What you need to do:
[1] Translate this sentence from the blog report on moving to Lincoln into Spanish: "It’s the city where Lisa grew up, and where her close family still live."
[2] Resume the blog report on moving from London to Lincoln after its final sentence and write the next few paragraphs.

Passage to read:
○ ○ ○ ○

When you’re trying to build a startup business with no staff and limited funds to fall back on, life events can slow you down. For the past few weeks, the blog has taken a bit of a backseat to bigger priorities. But despite a significant reduction in working hours, our positive progress has not wavered – and perhaps there’s a lesson about work/life balance we should take from that. As such, this month’s business report takes a slightly different angle to previous ones.
Before getting into all of that, true to form, here are our headline achievements for the month:
- In March we reached 11,692 page views, well beyond our target of 10,000
- Our referrals from search engines reached 5,914, smashing our target of 4,000 by almost 50%
- We had 1,339 referrals from Pinterest, exceeding our target of 1,000
- Our domain authority (DA) climbed from 25 to 30
- We’ve been commissioned to write a guest article for a major travel website with a DA of 82
- We have discovered a new income stream and come the closest yet to making a monthly profit
At the end of February’s report, I said: “The next month will be a particularly exciting time for reasons we can’t share yet. For now, I’ll say there’s been a pretty big development in our lives that will involve a significant lifestyle change.”
After a whirlwind of a month I can now reveal…
The big news: we’ve moved out of London!
To be more precise, we’ve moved to Lincoln. It’s the city where Lisa grew up, and where her close family still live.
For our readers outside the UK: Lincoln is about 250 kilometres north of London in an area of England called the East Midlands. It’s a beautiful, historic city; its cathedral is the fourth-biggest in the UK and was once the tallest building in the world, while Lincoln Castle is home to one of the four surviving original copies of the Magna Carta, an 800-year-old charter of rights that provided the basis for English law.
So, why have we moved? We love London, it’s an amazing city, but wow, it’s an expensive place to live. Not least for a couple depending on a single salary while trying to start a business.
We weren’t living beyond our means, but our situation meant that we couldn’t really enjoy the benefits of living in London. With limited disposable income, we couldn’t really go out to eat, see bands, go to the theatre, or even to the pub. And we were paying crazy money for a room in a small shared flat.
All of this made us ask, what was the point? The only thing tying us to London was Lisa’s job.
Lincoln was the obvious choice because we already had family and friends there. So a few weeks ago, we made the decision to go for it, but with no pressure. We didn’t have to move straight away – we could wait until the right job opportunity came up for Lisa.
And then it came. She applied for one job. Got an interview. Got the job. On the same salary as her London job too, which meant that we’d be able to get a place of our own and still have a lot more disposable income than we did in London.

○ ○ ○ ○

Given data:

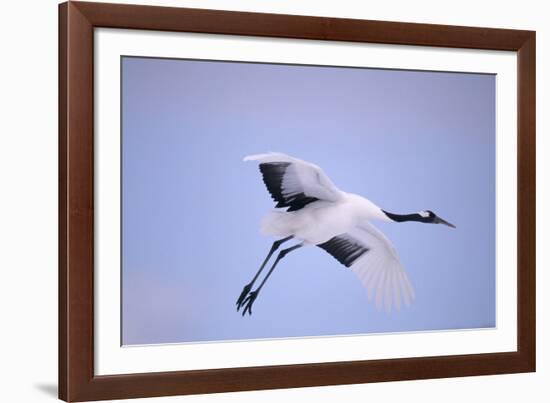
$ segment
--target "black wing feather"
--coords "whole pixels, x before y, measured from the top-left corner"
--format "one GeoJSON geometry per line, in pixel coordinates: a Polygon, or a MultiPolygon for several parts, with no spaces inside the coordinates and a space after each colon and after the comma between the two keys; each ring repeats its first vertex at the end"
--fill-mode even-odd
{"type": "Polygon", "coordinates": [[[346,267],[359,259],[369,249],[347,235],[338,235],[317,245],[346,267]]]}
{"type": "Polygon", "coordinates": [[[306,196],[303,192],[291,196],[283,195],[283,178],[290,164],[290,162],[264,162],[260,164],[260,172],[267,190],[277,202],[275,207],[288,207],[287,211],[296,211],[319,199],[306,196]]]}

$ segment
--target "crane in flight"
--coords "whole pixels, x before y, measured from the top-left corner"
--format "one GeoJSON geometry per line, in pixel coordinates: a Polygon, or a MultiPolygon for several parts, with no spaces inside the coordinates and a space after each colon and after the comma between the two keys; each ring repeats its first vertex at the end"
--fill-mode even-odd
{"type": "Polygon", "coordinates": [[[237,311],[252,314],[252,305],[265,282],[288,253],[307,245],[324,249],[338,262],[353,270],[369,300],[386,311],[401,300],[409,305],[414,289],[403,270],[391,242],[370,221],[416,221],[455,226],[431,210],[412,214],[394,214],[382,210],[370,200],[338,189],[320,167],[282,153],[250,155],[244,161],[258,161],[267,190],[277,209],[262,221],[262,232],[277,237],[252,280],[237,299],[237,311]],[[299,243],[282,249],[267,275],[252,291],[264,267],[279,247],[291,239],[299,243]]]}

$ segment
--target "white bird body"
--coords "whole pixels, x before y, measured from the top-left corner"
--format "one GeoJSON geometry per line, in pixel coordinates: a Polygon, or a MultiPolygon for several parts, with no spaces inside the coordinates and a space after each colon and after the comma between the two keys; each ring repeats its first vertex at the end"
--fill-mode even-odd
{"type": "Polygon", "coordinates": [[[338,189],[317,165],[286,154],[257,154],[244,160],[259,162],[264,183],[277,202],[275,207],[288,209],[272,211],[262,220],[264,234],[282,239],[275,241],[260,270],[237,300],[237,309],[245,305],[243,315],[247,310],[252,313],[252,303],[278,261],[304,245],[324,249],[354,271],[378,307],[383,304],[387,311],[392,306],[399,310],[402,301],[410,304],[414,290],[393,245],[370,221],[418,221],[454,227],[431,211],[388,213],[362,196],[338,189]],[[290,239],[300,244],[281,251],[262,284],[250,292],[274,251],[290,239]]]}
{"type": "Polygon", "coordinates": [[[319,200],[297,211],[272,211],[262,220],[261,231],[274,237],[293,235],[308,245],[317,245],[348,232],[357,223],[389,221],[370,200],[353,193],[340,193],[341,198],[335,202],[319,200]]]}

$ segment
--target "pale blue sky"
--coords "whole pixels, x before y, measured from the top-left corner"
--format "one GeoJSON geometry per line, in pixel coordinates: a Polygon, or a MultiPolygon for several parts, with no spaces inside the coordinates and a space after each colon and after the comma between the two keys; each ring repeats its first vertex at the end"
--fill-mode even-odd
{"type": "Polygon", "coordinates": [[[495,77],[123,58],[123,343],[495,325],[495,77]],[[314,162],[342,190],[457,225],[375,223],[416,290],[377,311],[316,247],[288,255],[251,317],[235,300],[273,239],[247,154],[314,162]]]}

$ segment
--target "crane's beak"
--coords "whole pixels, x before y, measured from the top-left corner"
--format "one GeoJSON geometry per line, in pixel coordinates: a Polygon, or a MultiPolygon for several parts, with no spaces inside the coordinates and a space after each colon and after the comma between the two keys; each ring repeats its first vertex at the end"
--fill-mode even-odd
{"type": "Polygon", "coordinates": [[[447,225],[448,227],[456,228],[453,224],[451,224],[451,223],[448,222],[448,221],[445,221],[443,218],[440,218],[440,217],[435,217],[435,218],[434,218],[434,224],[445,224],[445,225],[447,225]]]}

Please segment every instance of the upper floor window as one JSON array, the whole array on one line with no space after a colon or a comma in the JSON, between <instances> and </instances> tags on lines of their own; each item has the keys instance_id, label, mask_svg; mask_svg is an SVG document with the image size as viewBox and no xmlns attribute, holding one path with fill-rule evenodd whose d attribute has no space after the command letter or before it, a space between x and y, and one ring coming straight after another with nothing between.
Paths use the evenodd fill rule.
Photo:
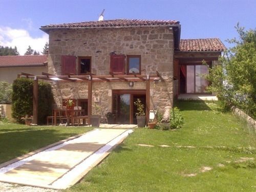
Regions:
<instances>
[{"instance_id":1,"label":"upper floor window","mask_svg":"<svg viewBox=\"0 0 256 192\"><path fill-rule=\"evenodd\" d=\"M91 57L78 57L78 71L79 74L86 74L91 72Z\"/></svg>"},{"instance_id":2,"label":"upper floor window","mask_svg":"<svg viewBox=\"0 0 256 192\"><path fill-rule=\"evenodd\" d=\"M134 73L140 74L141 71L140 55L127 56L127 74L133 74Z\"/></svg>"},{"instance_id":3,"label":"upper floor window","mask_svg":"<svg viewBox=\"0 0 256 192\"><path fill-rule=\"evenodd\" d=\"M110 56L110 72L116 75L124 74L125 58L124 55L112 55Z\"/></svg>"}]
</instances>

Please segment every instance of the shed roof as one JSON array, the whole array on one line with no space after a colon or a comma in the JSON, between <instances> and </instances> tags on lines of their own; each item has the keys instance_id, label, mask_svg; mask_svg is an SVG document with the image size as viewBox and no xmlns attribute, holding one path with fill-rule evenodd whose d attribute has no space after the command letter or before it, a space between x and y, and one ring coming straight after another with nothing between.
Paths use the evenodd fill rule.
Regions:
<instances>
[{"instance_id":1,"label":"shed roof","mask_svg":"<svg viewBox=\"0 0 256 192\"><path fill-rule=\"evenodd\" d=\"M47 55L1 56L0 67L45 66Z\"/></svg>"},{"instance_id":2,"label":"shed roof","mask_svg":"<svg viewBox=\"0 0 256 192\"><path fill-rule=\"evenodd\" d=\"M181 51L218 51L226 49L224 44L218 38L204 39L180 39L180 49Z\"/></svg>"}]
</instances>

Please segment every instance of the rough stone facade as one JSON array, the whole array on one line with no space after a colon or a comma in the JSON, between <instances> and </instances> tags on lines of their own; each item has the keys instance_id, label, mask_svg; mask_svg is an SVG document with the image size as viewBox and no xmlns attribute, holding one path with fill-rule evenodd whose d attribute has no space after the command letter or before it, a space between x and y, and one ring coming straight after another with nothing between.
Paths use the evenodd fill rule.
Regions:
<instances>
[{"instance_id":1,"label":"rough stone facade","mask_svg":"<svg viewBox=\"0 0 256 192\"><path fill-rule=\"evenodd\" d=\"M140 55L141 74L156 74L158 71L163 82L151 82L150 109L163 110L173 106L174 35L168 27L123 28L55 29L49 32L48 72L61 75L61 55L92 57L91 72L109 75L110 55ZM62 99L88 98L87 82L53 83L54 99L60 104ZM112 90L145 90L145 82L135 82L129 87L127 82L93 82L94 98L99 98L98 104L102 114L112 111Z\"/></svg>"}]
</instances>

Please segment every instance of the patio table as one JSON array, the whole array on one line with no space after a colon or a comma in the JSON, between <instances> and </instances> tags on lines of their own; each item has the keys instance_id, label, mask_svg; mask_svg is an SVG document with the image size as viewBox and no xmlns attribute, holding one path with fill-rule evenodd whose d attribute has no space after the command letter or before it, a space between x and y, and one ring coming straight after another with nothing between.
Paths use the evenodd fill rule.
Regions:
<instances>
[{"instance_id":1,"label":"patio table","mask_svg":"<svg viewBox=\"0 0 256 192\"><path fill-rule=\"evenodd\" d=\"M54 125L57 125L57 113L59 111L60 112L64 112L66 113L67 111L67 113L68 114L72 114L72 115L71 115L70 118L71 119L71 124L72 125L74 125L74 119L75 117L79 116L79 114L84 113L84 110L70 110L70 109L54 109L53 110L53 114L54 114ZM65 115L67 114L65 114Z\"/></svg>"}]
</instances>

○ ○ ○ ○

Response list:
[1] Es la ciudad donde Lisa creció y donde todavía vive su familia cercana.

[2]
I write this two days after we got the keys to our new flat. It’s all happened very quickly, but we’re excited and ready for another new adventure.
A busy month all round
Moving house wasn’t the only distraction in March. I’ve been doing a bit of freelancing and online side-hustle to bring in some extra money. We also took a day trip to Cologne in Germany to celebrate my birthday, and we’ve been putting the final touches to our Italy road trip plans for April.
Following the chaotic events of Brexit has also been time-consuming. I was among the million+ people marching in London for a People’s Vote, and I’ve been editing an article for a major UK magazine.
Taking all of this into account, my time spent on the blog in March was about 50–70% of my usual capacity, and Lisa hasn’t been able to do much at all outside of her work hours. This meant that we needed to have razor-sharp focus and make optimal use of minimal time.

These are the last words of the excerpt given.